— BEGIN DATA PROVIDED —

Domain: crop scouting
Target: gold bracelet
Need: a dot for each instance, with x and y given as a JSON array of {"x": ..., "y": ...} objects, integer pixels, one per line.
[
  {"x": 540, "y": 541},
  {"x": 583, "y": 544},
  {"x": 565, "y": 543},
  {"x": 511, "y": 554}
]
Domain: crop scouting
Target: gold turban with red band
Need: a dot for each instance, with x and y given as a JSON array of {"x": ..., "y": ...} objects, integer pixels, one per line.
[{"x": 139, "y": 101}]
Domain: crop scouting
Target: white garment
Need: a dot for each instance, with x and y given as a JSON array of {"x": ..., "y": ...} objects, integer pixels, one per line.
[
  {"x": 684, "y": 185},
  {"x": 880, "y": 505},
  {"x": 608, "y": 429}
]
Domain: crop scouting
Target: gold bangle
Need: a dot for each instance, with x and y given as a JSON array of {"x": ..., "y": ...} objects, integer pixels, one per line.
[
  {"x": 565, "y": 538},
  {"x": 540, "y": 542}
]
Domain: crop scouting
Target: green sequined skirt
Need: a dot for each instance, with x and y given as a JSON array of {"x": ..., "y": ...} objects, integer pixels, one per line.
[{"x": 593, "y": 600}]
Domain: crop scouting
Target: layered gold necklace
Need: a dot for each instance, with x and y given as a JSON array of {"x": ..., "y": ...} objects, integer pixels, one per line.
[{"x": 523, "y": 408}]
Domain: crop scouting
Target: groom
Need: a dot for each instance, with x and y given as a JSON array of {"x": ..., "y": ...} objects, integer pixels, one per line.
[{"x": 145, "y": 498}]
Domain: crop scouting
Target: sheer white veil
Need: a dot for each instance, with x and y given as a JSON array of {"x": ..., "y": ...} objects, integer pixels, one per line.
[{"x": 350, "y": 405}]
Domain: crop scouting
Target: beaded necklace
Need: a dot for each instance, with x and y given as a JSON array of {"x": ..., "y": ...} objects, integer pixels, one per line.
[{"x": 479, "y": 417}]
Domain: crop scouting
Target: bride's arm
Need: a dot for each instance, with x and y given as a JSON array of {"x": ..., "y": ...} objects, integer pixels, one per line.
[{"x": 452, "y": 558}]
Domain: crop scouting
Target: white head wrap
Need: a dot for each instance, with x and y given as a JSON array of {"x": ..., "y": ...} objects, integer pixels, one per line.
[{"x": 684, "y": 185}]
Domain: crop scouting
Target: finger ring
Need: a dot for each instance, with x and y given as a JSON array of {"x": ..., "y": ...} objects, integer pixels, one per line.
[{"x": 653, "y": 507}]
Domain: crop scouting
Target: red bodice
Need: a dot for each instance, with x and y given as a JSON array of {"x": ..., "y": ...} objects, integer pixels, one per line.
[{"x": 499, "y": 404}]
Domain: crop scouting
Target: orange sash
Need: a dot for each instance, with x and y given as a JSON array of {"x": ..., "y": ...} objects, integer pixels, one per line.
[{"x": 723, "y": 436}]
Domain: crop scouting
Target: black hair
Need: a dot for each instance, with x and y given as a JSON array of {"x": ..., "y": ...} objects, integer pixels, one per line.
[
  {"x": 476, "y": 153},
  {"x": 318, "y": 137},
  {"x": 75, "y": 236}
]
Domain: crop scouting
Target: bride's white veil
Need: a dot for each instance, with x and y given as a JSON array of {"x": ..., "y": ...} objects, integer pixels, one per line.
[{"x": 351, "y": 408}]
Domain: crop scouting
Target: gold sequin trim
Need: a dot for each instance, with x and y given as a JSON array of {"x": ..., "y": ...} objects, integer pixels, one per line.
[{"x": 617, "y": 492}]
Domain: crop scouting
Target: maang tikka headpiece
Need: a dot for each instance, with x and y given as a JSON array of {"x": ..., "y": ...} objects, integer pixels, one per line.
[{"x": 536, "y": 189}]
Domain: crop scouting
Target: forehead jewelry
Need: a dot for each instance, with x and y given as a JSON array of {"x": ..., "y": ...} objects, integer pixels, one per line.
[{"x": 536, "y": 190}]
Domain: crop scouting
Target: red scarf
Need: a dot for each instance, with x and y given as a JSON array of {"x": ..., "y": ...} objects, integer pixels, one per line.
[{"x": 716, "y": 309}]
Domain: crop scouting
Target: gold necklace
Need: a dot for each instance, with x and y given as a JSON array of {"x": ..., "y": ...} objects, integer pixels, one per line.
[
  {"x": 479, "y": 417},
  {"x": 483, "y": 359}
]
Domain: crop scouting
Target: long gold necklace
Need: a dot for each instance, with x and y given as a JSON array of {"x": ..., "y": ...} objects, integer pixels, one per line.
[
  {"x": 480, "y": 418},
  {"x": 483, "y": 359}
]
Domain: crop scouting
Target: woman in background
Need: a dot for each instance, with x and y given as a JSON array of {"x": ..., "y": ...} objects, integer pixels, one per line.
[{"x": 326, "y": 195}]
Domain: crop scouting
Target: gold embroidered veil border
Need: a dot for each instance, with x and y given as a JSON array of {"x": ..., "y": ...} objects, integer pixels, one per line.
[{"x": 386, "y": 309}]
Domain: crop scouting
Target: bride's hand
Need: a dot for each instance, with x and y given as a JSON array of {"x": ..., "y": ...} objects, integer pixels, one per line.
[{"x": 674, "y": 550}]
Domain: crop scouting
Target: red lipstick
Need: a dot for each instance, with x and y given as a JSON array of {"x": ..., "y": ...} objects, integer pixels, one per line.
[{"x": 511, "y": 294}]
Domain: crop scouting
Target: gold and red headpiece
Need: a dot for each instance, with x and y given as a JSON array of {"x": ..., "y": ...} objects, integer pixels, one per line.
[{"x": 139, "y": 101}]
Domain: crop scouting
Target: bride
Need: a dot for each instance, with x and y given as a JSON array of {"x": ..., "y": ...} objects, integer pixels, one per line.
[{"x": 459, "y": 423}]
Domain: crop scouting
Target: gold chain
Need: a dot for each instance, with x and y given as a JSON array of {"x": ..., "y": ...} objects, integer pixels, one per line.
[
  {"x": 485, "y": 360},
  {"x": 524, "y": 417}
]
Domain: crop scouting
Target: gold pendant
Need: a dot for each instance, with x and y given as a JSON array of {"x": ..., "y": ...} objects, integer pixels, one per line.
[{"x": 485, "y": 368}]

— END DATA PROVIDED —

▶ GIVEN EXERCISE: Write out every line from the records above, word for word.

▶ WORKED ANSWER:
Domain: crop scouting
Target: gold bracelet
Need: a dot for each instance, with x and y given as a JSON array of {"x": ..., "y": ...} objects, integer pixels, one per line.
[
  {"x": 540, "y": 541},
  {"x": 583, "y": 544},
  {"x": 565, "y": 543},
  {"x": 511, "y": 554}
]
Domain: crop scouting
Target: gold turban with red band
Need: a dot for each instance, with x and y given as a JSON array of {"x": ..., "y": ...} objects, integer pixels, one per line.
[{"x": 139, "y": 101}]
Domain: crop scouting
Target: white garment
Need: a dot for each instance, with x and y given as a JSON array of {"x": ..., "y": ...} objects, integer pixels, one per line.
[
  {"x": 684, "y": 185},
  {"x": 880, "y": 505},
  {"x": 608, "y": 429}
]
Domain: crop scouting
Target: gold bangle
Need: a dot for each instance, with x and y given as a JSON array of {"x": ..., "y": ...} objects, integer pixels, one per line.
[
  {"x": 565, "y": 538},
  {"x": 540, "y": 542}
]
Domain: crop scouting
Target: green sequined skirt
Need: a dot for each instance, with x and y given as a JSON array of {"x": ..., "y": ...} objects, integer pixels, one per line.
[{"x": 593, "y": 600}]
Domain: crop scouting
Target: layered gold necklace
Need: a dot for each instance, with x and y given as a JSON array of {"x": ..., "y": ...} objects, integer pixels, one per line.
[{"x": 523, "y": 408}]
Domain: crop scouting
Target: groom
Need: a dot for each instance, with x and y given as a JSON array of {"x": ..., "y": ...} objects, integer pixels, one per line.
[{"x": 145, "y": 498}]
Domain: crop scouting
Target: sheer white veil
Need: a dot for each instance, with x and y given as a JSON array of {"x": ..., "y": ...} objects, integer pixels, one per line.
[{"x": 350, "y": 405}]
Domain: crop scouting
Target: beaded necklace
Need: a dot for each instance, with x and y given as a JSON array of {"x": ..., "y": ...} objects, integer pixels, one per line.
[{"x": 479, "y": 417}]
Domain: crop scouting
Target: bride's arm
Need: a dot for each instance, with x and y given as a JSON array of {"x": ..., "y": ...} objects, integer pixels, one per line.
[{"x": 452, "y": 558}]
Domain: crop scouting
Target: white head wrap
Need: a dot for each instance, with x and y given as a JSON array of {"x": ..., "y": ...} objects, integer pixels, one per line.
[{"x": 684, "y": 185}]
Domain: crop scouting
Target: finger ring
Need: a dot for each instance, with x and y given as a JSON array of {"x": ..., "y": ...} objects, integer pixels, one per line.
[{"x": 653, "y": 507}]
Domain: crop scouting
Target: red bodice
Need: a dot for each instance, with x and y given as a JSON array of {"x": ..., "y": ...} objects, integer pixels, one per line.
[{"x": 499, "y": 404}]
Domain: crop scouting
Target: orange sash
Need: a dot for each instance, with x and y given as a JSON array of {"x": ..., "y": ...} objects, integer pixels, one per line.
[{"x": 723, "y": 436}]
Domain: crop scouting
Target: black hair
Need: a dot for each instance, with x and y given as a JSON array of {"x": ..., "y": ...} objects, integer pixels, one per line.
[
  {"x": 476, "y": 153},
  {"x": 318, "y": 137},
  {"x": 75, "y": 236}
]
Domain: crop scouting
Target: bride's white veil
Need: a dot for each instance, with x and y given as a JSON array of {"x": ..., "y": ...} objects, integer pixels, one per line.
[{"x": 351, "y": 408}]
Domain: crop scouting
Target: gold sequin trim
Need: a dot for each instance, with x and y given as a JSON array of {"x": ..., "y": ...} objects, integer pixels, one per line.
[{"x": 617, "y": 492}]
Domain: crop scouting
Target: maang tikka headpiece
Need: a dot for each instance, with x and y given as a JSON array of {"x": ..., "y": ...} objects, integer pixels, one per line.
[{"x": 536, "y": 189}]
Domain: crop scouting
Target: forehead jewelry
Need: a dot for each instance, with x and y given as a JSON array of {"x": ..., "y": ...} objects, integer pixels, one per line.
[{"x": 536, "y": 190}]
Domain: crop scouting
Target: red scarf
Need: a dot for each instance, with x and y given as a JSON array of {"x": ..., "y": ...} objects, integer pixels, one per line.
[{"x": 716, "y": 309}]
Domain: crop scouting
Target: gold necklace
Need: a dot for each instance, with x and y given as a JSON array of {"x": ..., "y": ...} objects, integer pixels, one per line.
[
  {"x": 479, "y": 417},
  {"x": 483, "y": 359}
]
Domain: crop scouting
Target: long gold necklace
Need: a dot for each instance, with x and y given as a JSON array of {"x": ..., "y": ...} objects, integer pixels, one per line.
[
  {"x": 480, "y": 418},
  {"x": 483, "y": 359}
]
Domain: crop scouting
Target: woman in background
Need: a dot for each instance, with x and y given as a JSON array of {"x": ..., "y": ...} objects, integer pixels, one per line.
[{"x": 326, "y": 195}]
Domain: crop scouting
Target: gold embroidered veil border
Need: a dot for each instance, with x and y given as a JSON array of {"x": ..., "y": ...} objects, integer pixels, one per line.
[{"x": 386, "y": 309}]
Domain: crop scouting
Target: bride's hand
Need: a dot for each instance, with x and y given as a JSON array of {"x": ..., "y": ...} objects, integer pixels, one per line.
[{"x": 674, "y": 550}]
Domain: crop scouting
Target: red lipstick
Need: a dot for each instance, with x and y given as a JSON array of {"x": ..., "y": ...} objects, integer pixels, one per line.
[{"x": 511, "y": 294}]
Domain: crop scouting
Target: gold and red headpiece
Need: a dot for each instance, with x and y given as a JSON array of {"x": ..., "y": ...} objects, integer pixels, one per line.
[{"x": 139, "y": 101}]
Domain: crop scouting
Target: bride
Need: a dot for each instance, with x and y given as a JSON array of {"x": ..., "y": ...} objects, integer pixels, one per line.
[{"x": 459, "y": 423}]
Domain: crop scouting
Target: gold chain
Need: a dot for each instance, with x and y given as a JSON array of {"x": ..., "y": ...} objects, integer pixels, one per line.
[
  {"x": 485, "y": 360},
  {"x": 524, "y": 417}
]
Domain: crop scouting
Target: gold pendant
Need: a dot for each instance, with x and y given as a JSON array of {"x": ..., "y": ...} objects, integer pixels, one per line.
[{"x": 485, "y": 368}]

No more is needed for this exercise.